__The input__
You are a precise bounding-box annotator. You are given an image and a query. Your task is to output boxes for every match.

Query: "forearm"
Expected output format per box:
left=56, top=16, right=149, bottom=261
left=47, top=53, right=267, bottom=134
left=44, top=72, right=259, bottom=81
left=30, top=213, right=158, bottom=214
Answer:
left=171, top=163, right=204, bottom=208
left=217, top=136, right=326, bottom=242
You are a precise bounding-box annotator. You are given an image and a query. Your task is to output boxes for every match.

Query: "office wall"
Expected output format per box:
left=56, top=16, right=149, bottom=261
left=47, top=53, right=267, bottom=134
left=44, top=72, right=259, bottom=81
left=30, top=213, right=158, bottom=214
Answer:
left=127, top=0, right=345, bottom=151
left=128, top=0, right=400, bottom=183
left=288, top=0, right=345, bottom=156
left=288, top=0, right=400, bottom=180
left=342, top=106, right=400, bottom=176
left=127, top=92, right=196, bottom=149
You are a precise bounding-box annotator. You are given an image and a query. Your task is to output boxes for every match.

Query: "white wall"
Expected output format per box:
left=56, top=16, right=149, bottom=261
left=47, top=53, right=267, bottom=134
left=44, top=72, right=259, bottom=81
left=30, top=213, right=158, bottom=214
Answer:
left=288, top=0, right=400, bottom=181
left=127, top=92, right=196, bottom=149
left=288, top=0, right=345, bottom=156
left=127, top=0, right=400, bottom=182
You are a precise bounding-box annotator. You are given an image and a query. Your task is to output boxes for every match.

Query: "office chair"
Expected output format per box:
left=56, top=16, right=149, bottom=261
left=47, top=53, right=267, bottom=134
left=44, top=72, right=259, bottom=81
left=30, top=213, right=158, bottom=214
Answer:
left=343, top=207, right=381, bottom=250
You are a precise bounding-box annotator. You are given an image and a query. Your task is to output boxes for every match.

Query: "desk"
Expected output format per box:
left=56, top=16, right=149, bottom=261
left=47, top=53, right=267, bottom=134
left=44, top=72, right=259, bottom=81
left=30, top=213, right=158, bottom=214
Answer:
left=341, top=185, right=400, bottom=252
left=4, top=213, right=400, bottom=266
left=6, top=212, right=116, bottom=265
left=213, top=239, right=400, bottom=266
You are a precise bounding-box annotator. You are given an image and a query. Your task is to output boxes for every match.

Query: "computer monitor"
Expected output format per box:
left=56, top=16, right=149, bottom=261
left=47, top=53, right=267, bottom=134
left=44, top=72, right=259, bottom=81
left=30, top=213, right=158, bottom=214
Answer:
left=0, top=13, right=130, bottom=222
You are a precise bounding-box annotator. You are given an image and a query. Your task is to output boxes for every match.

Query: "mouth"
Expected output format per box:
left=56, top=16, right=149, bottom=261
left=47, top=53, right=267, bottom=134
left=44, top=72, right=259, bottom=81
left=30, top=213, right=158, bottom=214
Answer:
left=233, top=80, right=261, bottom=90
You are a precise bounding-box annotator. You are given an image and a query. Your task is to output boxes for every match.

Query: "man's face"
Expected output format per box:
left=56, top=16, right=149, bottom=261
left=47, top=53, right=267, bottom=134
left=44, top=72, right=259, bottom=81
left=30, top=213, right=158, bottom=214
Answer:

__Problem details__
Each line holding the word "office" must be copied from the data.

__Result__
Query: "office wall"
Query: "office chair"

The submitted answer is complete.